(Beginning of Source passage)

Impact of land surface processes on mesoscale convective initiation over Africa in ensemble model simulations: 3 Case studies using UKMO Unified Model
- UK Centre for Ecology and Hydrology, Climate System, Wallingford, United Kingdom of Great Britain and Northern Ireland (semval@ceh.ac.uk)
Impact of land surface processes on mesoscale convective initiation over Africa in ensemble model simulations: 3 Case studies using UKMO Unified Model
V S Semeena1, C Taylor1 and A Hartley2
1. UK Centre for Ecology and Hydrology, Wallingford, Oxfordshire, OX10 8BB, UK
2. Met Office, FitzRoy Road, Exeter, Devon, EX1 3PB, UK
The populations of the developing world have a greater need for accurate weather predictions because national economies and personal livelihoods depend very heavily on weather-sensitive factors including agriculture, water resources and public health. Climate related risk is an obstacle in improving food security and rural livelihood in Africa. An effective system to provide reasonable forecast can have a great positive impact on the life quality in African continent. Thus predicting an event with accuracy is essential to provide early warning of heavy rainfall and floods that may lead to loss of life and property. Past studies have shown the importance of the land surface on the development of African convective storms. Here we are using 72 hour ensemble model simulations to evaluate the representation of land and its influence on convection in forecast models.

(End of Source passage)

• Work order: Carry on the abstract about land surface processes and convective initiation over Africa, starting after its last sentence. The rows that follow are from an unrelated source.

(Beginning of Records)

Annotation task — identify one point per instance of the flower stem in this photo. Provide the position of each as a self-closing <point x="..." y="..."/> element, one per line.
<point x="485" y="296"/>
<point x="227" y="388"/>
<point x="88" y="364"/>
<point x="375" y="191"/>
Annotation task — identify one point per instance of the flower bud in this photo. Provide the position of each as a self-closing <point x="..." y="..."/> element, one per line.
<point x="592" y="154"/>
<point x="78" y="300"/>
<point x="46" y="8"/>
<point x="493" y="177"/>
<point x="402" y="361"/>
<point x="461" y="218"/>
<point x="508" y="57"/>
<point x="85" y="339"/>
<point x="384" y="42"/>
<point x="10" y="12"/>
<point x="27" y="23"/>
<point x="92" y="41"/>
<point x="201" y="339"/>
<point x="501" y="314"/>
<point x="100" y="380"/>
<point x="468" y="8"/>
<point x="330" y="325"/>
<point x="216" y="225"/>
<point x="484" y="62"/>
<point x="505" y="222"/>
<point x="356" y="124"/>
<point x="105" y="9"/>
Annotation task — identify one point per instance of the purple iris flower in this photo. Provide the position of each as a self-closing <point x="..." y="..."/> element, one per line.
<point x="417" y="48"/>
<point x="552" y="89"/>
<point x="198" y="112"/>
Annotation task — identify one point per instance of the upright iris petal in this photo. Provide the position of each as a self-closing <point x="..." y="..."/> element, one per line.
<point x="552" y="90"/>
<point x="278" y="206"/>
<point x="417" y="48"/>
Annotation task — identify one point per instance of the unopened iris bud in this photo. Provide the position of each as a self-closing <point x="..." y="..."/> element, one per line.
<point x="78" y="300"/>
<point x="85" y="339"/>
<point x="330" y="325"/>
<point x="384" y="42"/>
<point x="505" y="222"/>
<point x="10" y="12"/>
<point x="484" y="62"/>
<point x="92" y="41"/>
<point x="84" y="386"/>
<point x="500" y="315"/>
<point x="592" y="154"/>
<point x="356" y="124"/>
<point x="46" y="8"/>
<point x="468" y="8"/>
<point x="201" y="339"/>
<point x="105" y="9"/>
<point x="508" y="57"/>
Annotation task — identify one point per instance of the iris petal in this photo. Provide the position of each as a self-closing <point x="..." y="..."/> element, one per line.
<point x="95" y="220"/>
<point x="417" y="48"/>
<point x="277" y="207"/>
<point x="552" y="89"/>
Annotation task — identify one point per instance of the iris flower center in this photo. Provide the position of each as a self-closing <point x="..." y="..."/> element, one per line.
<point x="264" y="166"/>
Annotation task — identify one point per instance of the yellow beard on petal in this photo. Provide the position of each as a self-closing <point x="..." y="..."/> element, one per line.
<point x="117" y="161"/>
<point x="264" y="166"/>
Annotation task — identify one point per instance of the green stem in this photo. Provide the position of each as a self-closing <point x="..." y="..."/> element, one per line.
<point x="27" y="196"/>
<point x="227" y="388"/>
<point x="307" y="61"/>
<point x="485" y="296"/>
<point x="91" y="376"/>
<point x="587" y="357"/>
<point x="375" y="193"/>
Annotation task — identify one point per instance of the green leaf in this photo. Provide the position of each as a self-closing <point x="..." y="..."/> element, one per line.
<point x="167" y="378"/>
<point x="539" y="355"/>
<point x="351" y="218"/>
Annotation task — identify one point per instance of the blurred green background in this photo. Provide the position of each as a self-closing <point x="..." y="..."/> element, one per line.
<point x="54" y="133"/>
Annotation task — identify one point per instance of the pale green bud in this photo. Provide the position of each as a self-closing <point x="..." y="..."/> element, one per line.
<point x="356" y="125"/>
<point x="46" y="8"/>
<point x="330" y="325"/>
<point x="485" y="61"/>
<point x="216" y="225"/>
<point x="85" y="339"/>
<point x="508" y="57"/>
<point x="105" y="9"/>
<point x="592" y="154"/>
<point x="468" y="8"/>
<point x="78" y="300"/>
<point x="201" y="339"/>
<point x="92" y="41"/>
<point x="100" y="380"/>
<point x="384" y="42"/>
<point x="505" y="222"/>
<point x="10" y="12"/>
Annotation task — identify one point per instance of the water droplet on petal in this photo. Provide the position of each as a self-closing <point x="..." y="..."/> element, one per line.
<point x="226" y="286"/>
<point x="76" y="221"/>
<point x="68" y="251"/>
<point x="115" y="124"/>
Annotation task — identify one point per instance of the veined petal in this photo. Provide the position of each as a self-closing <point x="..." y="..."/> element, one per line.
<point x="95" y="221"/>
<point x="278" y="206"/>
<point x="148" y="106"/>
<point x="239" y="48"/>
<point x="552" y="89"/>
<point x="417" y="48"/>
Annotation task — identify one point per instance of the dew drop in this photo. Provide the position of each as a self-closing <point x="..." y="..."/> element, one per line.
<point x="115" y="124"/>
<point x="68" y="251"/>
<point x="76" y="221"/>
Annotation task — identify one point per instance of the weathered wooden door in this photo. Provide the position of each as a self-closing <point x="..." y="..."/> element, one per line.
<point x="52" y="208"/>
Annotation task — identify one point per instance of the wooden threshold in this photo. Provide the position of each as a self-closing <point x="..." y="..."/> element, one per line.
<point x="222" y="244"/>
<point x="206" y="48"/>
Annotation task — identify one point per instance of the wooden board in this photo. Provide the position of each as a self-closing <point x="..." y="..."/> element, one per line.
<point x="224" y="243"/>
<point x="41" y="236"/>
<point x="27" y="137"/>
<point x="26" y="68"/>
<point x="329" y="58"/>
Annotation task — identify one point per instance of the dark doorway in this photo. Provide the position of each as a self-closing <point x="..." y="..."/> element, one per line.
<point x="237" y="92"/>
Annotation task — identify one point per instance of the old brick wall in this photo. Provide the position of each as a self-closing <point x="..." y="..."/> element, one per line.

(End of Records)

• Output for this task:
Three episodes of heavy rainfall events are identified over western and eastern African region over late springtime of 2019 for this study. A heavy rainfall event is recorded over SW Mali on 25th April 2019 followed by the development of a convective system over northern Benin on 29th April 2019. The latter one develops into a mesoscale system on 30th April extending up to western Nigeria and this convective initiation in the afternoon and development into a larger system by late evening continues until 3rd May. Our eastern African case examines the daytime development of convective cells which develop over southern Sudan, and grow into a mesoscale system which crosses over to Congo by midnight. 17 ensemble members simulation of the UK Met Office Unified Model (UKMO-UM) that were run for a forecasting testbed within the African SWIFT (Science for Weather Information and Forecasting Techniques) is used to understand the role of land surface temperature (LST) and soil moisture (SM) in formation of mesoscale systems. Single-model ensemble simulations of the UM in global domain at 0.2813 X 0.1875 degree longitude, latitude resolution and the regional convection permitting (CP) model in 2 different horizontal resolutions – 8.8km and 4.4km – are performed. Results are compared with LST from Meteosat Second Generation (MSG) satellite data and precipitation data from Global Precipitation Measurements (GPM). Both global and regional models capture the main features though the convective initiation takes place much earlier in the models than in reality. We notice that the representation of rivers and wetlands in the global model affects the spatial patterns of surface fluxes, in turn introducing biases into the forecast. Further comparison of surface fluxes in the ensemble simulations of these case studies with observed LST and SM illustrate the importance of land initialisation for short term forecasts.
How to cite: Valiyaveetil Shamsudheen, S., Taylor, C., and Hartley, A.: Impact of land surface processes on mesoscale convective initiation over Africa in ensemble model simulations: 3 Case studies using UKMO Unified Model, EGU General Assembly 2020, Online, 4–8 May 2020, EGU2020-11429, https://doi.org/10.5194/egusphere-egu2020-11429, 2020.